(Records from a collection)
*** Block opens ***

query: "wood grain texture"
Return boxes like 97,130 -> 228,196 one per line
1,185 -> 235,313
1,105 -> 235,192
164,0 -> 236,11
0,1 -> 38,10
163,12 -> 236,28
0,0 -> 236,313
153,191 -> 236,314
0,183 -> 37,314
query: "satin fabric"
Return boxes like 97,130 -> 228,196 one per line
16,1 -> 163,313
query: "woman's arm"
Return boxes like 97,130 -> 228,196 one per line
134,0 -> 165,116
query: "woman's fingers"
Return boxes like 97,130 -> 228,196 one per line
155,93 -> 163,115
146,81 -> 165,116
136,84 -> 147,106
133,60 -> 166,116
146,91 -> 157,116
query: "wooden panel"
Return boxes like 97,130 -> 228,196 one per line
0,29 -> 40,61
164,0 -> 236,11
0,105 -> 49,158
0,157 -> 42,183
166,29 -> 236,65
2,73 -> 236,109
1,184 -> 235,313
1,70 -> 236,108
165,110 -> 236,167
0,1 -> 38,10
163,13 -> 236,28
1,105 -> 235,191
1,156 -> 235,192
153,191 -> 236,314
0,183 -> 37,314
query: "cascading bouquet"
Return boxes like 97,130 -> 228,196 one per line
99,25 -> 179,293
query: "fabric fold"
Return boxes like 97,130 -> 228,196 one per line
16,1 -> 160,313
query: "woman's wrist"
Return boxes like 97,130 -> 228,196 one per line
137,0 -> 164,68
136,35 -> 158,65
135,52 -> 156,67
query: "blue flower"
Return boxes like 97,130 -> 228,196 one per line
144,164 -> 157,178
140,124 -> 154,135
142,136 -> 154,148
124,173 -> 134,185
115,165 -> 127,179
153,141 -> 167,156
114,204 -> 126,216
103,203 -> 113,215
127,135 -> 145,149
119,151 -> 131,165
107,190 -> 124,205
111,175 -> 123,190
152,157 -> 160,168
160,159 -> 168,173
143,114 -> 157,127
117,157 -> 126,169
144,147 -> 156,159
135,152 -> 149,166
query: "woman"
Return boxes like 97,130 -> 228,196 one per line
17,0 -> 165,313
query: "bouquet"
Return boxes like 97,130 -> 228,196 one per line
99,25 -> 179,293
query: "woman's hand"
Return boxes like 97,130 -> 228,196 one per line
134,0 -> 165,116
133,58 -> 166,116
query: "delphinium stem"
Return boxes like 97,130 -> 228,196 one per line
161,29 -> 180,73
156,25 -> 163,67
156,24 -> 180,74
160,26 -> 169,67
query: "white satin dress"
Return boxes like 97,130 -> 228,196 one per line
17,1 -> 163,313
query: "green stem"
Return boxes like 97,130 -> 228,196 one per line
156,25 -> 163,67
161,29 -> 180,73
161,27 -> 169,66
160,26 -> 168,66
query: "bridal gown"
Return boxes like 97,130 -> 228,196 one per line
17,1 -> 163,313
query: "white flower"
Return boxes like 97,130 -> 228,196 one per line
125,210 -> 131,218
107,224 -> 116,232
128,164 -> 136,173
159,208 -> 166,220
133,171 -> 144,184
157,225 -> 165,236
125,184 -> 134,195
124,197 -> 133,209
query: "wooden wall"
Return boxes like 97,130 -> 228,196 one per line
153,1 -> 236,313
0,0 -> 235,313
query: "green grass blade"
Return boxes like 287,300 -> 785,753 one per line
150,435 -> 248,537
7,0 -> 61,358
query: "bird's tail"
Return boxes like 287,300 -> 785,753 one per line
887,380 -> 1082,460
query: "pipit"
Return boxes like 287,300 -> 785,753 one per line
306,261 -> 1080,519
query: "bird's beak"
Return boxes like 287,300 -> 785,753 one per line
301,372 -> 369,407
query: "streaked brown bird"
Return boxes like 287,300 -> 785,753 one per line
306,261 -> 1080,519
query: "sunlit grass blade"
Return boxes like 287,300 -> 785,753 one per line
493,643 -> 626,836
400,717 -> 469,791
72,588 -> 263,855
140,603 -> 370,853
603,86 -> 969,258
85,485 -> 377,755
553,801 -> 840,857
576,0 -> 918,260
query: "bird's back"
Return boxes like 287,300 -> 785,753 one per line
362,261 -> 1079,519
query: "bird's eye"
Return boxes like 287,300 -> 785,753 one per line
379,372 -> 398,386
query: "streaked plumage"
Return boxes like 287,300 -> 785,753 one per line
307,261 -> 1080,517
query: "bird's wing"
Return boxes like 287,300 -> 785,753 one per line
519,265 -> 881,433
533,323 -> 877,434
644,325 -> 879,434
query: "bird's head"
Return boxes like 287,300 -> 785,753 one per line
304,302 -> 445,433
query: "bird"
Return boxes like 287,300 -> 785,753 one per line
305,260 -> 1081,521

*** Block closes ***

• [What you will do]: Each entry above needs to be duplicated exactly.

• [Output]:
query: "wood grain texture"
Return boxes like 97,130 -> 228,196 one per line
1,185 -> 235,313
1,105 -> 235,192
164,0 -> 236,11
0,1 -> 38,10
163,12 -> 236,28
0,0 -> 236,313
153,191 -> 236,314
0,183 -> 37,314
query: "satin fabric"
Return boxes like 97,130 -> 228,196 one per line
16,1 -> 163,313
query: "woman's arm"
Return boxes like 97,130 -> 228,196 one per line
134,0 -> 165,116
query: "woman's fingers"
Return boxes like 97,130 -> 228,196 one per line
155,93 -> 163,115
146,81 -> 165,116
136,84 -> 147,106
133,60 -> 166,116
146,91 -> 157,116
query: "wooden panel"
Return boxes like 97,130 -> 228,196 one per line
0,29 -> 40,61
164,0 -> 236,11
0,105 -> 49,158
0,157 -> 42,183
166,29 -> 236,65
2,73 -> 236,109
1,184 -> 235,313
1,70 -> 236,108
165,110 -> 236,167
0,1 -> 38,10
163,13 -> 236,28
1,105 -> 235,191
1,156 -> 235,192
153,191 -> 236,314
0,183 -> 37,314
query: "cascading bouquet"
Return boxes like 97,130 -> 228,196 one per line
99,25 -> 179,293
query: "fabric fold"
Return boxes like 97,130 -> 228,196 one per line
16,1 -> 160,313
query: "woman's wrist"
Return boxes like 97,130 -> 228,196 one per line
137,0 -> 164,68
136,35 -> 158,65
135,52 -> 156,67
query: "blue flower"
Return boxes like 97,130 -> 228,196 one per line
144,164 -> 157,178
140,124 -> 154,135
142,136 -> 154,148
124,173 -> 134,185
115,165 -> 127,179
153,141 -> 167,156
114,204 -> 126,216
103,203 -> 113,215
127,135 -> 145,149
119,151 -> 131,165
107,190 -> 124,205
111,175 -> 123,190
152,157 -> 160,168
160,159 -> 168,173
143,114 -> 157,127
117,157 -> 126,169
144,147 -> 156,159
135,152 -> 149,166
query: "woman"
Return boxes like 97,130 -> 228,196 one per line
17,0 -> 165,313
query: "bouquet"
Return boxes like 97,130 -> 228,196 one per line
99,25 -> 179,293
query: "woman's hand"
Return boxes like 97,130 -> 228,196 one per line
134,0 -> 165,116
133,58 -> 166,116
query: "delphinium stem"
Return boxes like 97,130 -> 228,196 one per line
161,29 -> 180,73
156,25 -> 163,67
156,24 -> 180,74
160,26 -> 169,67
query: "white satin dress"
Return boxes like 97,130 -> 228,196 one per line
17,1 -> 163,313
query: "green stem"
Return boxes like 97,130 -> 228,196 one per line
156,25 -> 163,67
161,29 -> 180,73
161,27 -> 169,66
160,26 -> 168,66
query: "bridal gown"
Return boxes like 97,130 -> 228,196 one per line
17,1 -> 163,313
query: "white flower"
Return boxes like 97,130 -> 228,196 one per line
125,210 -> 131,218
107,224 -> 116,232
128,164 -> 136,173
159,208 -> 166,220
133,171 -> 144,184
157,225 -> 165,236
125,184 -> 134,195
124,197 -> 133,209
query: "wooden wall"
Return boxes like 97,130 -> 228,196 one per line
153,1 -> 236,313
0,0 -> 235,313
query: "green grass blade"
Return boxes like 287,300 -> 785,753 one per line
150,435 -> 248,537
7,0 -> 61,358
query: "bird's tail"
Return boxes like 287,300 -> 785,753 one per line
887,380 -> 1082,460
query: "pipit"
Return boxes like 287,300 -> 785,753 one per line
306,261 -> 1080,519
query: "bird's beak"
Return boxes like 287,300 -> 785,753 one per line
301,372 -> 369,407
query: "streaked brown bird"
Return boxes like 287,300 -> 785,753 one per line
306,261 -> 1080,519
query: "sunlit grass blade"
Return boxes like 287,300 -> 785,753 one per line
493,643 -> 626,836
400,717 -> 469,791
72,588 -> 263,855
140,603 -> 370,853
603,86 -> 969,258
85,485 -> 377,755
553,801 -> 840,857
576,0 -> 918,260
query: "bird's back"
Return boxes like 287,300 -> 785,753 one per line
362,261 -> 1079,519
query: "bird's eye"
Return boxes like 287,300 -> 785,753 one per line
379,372 -> 398,386
query: "streaked plumage"
Return boxes like 287,300 -> 785,753 one per line
307,261 -> 1080,517
query: "bird's wing"
Return boxes like 287,300 -> 785,753 one per line
519,265 -> 881,433
533,323 -> 877,434
644,325 -> 879,434
query: "bird's head"
Return boxes like 287,300 -> 785,753 one per line
304,302 -> 445,433
query: "bird"
Return boxes like 287,300 -> 785,753 one per line
305,260 -> 1081,521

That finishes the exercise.